Given data
::::

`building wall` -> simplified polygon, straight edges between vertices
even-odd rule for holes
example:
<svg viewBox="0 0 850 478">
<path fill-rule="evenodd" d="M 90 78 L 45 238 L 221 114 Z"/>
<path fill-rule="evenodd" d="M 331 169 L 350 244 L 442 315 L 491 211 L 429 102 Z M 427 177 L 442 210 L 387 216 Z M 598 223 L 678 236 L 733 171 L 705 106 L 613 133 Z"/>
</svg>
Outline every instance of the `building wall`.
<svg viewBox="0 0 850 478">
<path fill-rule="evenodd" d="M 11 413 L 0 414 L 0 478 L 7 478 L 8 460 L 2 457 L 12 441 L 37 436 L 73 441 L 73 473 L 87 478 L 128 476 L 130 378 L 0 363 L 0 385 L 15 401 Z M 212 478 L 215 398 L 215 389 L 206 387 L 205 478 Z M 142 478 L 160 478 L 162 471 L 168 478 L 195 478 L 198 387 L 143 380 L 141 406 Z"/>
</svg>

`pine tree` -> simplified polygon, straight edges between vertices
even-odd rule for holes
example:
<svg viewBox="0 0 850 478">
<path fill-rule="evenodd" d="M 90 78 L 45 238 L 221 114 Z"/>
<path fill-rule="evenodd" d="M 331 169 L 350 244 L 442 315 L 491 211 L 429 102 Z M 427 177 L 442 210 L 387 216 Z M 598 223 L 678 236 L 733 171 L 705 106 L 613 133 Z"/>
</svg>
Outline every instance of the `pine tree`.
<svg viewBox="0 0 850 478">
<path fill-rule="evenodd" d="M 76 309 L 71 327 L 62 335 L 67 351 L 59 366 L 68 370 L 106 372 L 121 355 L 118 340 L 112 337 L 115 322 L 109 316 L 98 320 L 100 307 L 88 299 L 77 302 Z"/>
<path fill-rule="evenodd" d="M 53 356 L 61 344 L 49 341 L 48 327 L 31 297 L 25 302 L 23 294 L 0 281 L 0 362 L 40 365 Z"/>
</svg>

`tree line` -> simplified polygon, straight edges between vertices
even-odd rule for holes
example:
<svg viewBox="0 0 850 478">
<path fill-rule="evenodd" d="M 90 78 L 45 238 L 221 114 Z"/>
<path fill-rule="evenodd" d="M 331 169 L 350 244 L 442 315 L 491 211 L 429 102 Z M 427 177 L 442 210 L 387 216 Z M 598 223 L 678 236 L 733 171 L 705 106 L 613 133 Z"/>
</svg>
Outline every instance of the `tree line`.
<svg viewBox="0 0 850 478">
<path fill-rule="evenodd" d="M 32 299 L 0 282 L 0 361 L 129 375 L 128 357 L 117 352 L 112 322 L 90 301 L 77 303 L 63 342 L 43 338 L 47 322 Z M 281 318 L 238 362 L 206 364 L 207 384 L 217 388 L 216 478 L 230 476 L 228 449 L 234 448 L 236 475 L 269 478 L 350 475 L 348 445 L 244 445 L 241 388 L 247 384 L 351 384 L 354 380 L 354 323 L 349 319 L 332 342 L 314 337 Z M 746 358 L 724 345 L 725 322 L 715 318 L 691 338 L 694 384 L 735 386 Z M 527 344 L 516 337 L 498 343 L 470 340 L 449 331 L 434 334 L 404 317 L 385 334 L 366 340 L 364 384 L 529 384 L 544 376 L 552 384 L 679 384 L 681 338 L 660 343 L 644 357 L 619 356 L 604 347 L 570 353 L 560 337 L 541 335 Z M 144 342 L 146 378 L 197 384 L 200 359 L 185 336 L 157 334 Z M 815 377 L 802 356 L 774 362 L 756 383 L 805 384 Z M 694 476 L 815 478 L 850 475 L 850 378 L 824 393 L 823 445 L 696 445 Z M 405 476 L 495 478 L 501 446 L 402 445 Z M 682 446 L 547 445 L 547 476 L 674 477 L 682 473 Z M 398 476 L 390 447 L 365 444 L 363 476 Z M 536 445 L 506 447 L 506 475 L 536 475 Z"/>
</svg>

::::

What you need to do
Pull out each line from the rows above that includes the word "simplified". Case counts.

Output below
`building wall` -> simplified polygon, straight edges between vertices
`pine tree` -> simplified polygon, straight edges between vertices
`tree line` -> simplified polygon, straight edges between vertices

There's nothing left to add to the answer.